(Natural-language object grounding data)
━━━━━━━━━━━━━━━━━━━━
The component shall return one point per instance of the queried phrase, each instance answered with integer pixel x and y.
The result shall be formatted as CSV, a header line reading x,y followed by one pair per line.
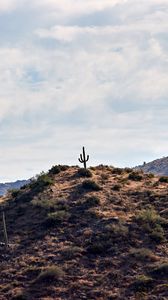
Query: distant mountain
x,y
86,234
158,166
4,187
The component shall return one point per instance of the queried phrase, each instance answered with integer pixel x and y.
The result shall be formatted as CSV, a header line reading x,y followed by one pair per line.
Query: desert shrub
x,y
57,217
84,172
92,201
57,169
152,223
41,182
142,283
135,176
160,271
15,192
47,204
143,254
150,175
117,171
163,179
50,274
97,248
72,252
20,296
128,170
151,217
91,185
116,187
116,230
157,233
104,176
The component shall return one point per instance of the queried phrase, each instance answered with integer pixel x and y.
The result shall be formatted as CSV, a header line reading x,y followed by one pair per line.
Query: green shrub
━━━━━━━━━━━━━━━━━━━━
Description of the task: Give the preceding data back exactly, minus every picture.

Expected answer:
The component shall return one point per instance of the queried phrase, each instance answered with integer pixel x and y.
The result shall be formatted as CSV, a header line reading x,y followed by one pair per line.
Query: distant mountain
x,y
86,234
158,166
4,187
The component shall return one point per instance of the queried phrase, each instance answered with integer pixel x and y.
The result shall be formatted as CSV, a header line reading x,y followed by one pair per line.
Query: desert shrub
x,y
57,217
84,172
92,201
57,169
152,223
41,182
142,283
135,176
160,271
15,192
47,204
143,254
150,175
117,171
163,179
50,274
97,248
72,252
20,296
128,170
151,217
91,185
116,187
116,230
157,233
104,176
The component shall return one point per instance of the queried phrase, each instance answered with integer pixel x and y.
The result shall be formatted as CSV, a header line reading x,y followed by one pair per line.
Query: green shrub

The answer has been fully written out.